Excerpt provided —
"""
Naturally, the discussion turned to China and whether its priority on peace and stability over denuclearization has changed. One Chinese speaker asserted that, in his personal view, it has, following North Korea’s decision to conduct a nuclear test and satellite launch soon after Xi came to power. China has refused a summit and has more strictly enforced economic sanctions. Yet, the impression was left that there is still uncertainty over China’s priority, and this depends on US and South Korean policies as well as on whether the North conducts new nuclear or missile tests. Since few in China see the prospect of collapse even in the medium future, their concern is mostly about the danger of military conflict, which could lead to a Sino-US conflict. In seeking to prevent conflict, Chinese express concern about what the US side calls deterrence, e.g., joint ROK-US military exercises. Worried about the high risk of waiting to resolve the issue, they call for the immediate resumption of the Six-Party Talks, perhaps with the one precondition that the North accept the September 19, 2005 Joint Statement, as one report suggested that it had recently done in Singapore. In response, the US side insisted on other preconditions: a halt to its operating reactor and to the spinning of centrifuges. Talks for the sake of talks are not credible if it is continuing to add to its nuclear arsenal. Indeed, they would serve the goal of legitimizing its nuclear program, i.e. they are worse than no talks.
"""
Data listing —
"""
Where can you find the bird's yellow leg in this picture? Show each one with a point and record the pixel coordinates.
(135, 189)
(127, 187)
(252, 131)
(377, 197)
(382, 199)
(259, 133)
"""
Problem set —
**1.** In the excerpt on China's priorities regarding North Korea, what single precondition might the North have to accept before the Six-Party Talks resume?
**2.** Carry on the passage about China's priorities regarding North Korea, starting after its final sentence.

Task-by-task outputs —
**1.** Acceptance of the September 19, 2005 Joint Statement.

**2.**
While some urged China to pay more heed to joint crisis management, preparing for worst-case scenarios, others asked it to boost sanctions to both stop subsidizing the North and show that it is serious about denuclearization. As opposed to the view that the priority is to demonstrate to North Korea that there is no hostile external environment, the US side argued that it has shown pragmatism and found in the Leap Day agreement that the North is uninterested in halting the declared elements of its nuclear program. Should some common ground be found, leading to a freeze in the Yongbyon reactor with inspectors, North Korea would keep building nuclear weapons through centrifuges. Thus, a correct declaration of clandestine enrichment facilities with verification is more important. Chinese do not discuss this, raising doubts about how much consensus there is on how to proceed apart from five states insisting that they support denuclearization and peace. The discussion clarified the US position that denuclearization is not a precondition to talks and left vague the Chinese position about their objectives once talks were resumed. Japanese input was cognizant of the sharp differences among five states facing the North and the South Korean views were close to the US ones, but expressed greater urgency.

Sino-Japanese Relations after the November 2014 Summit: Are They Advancing?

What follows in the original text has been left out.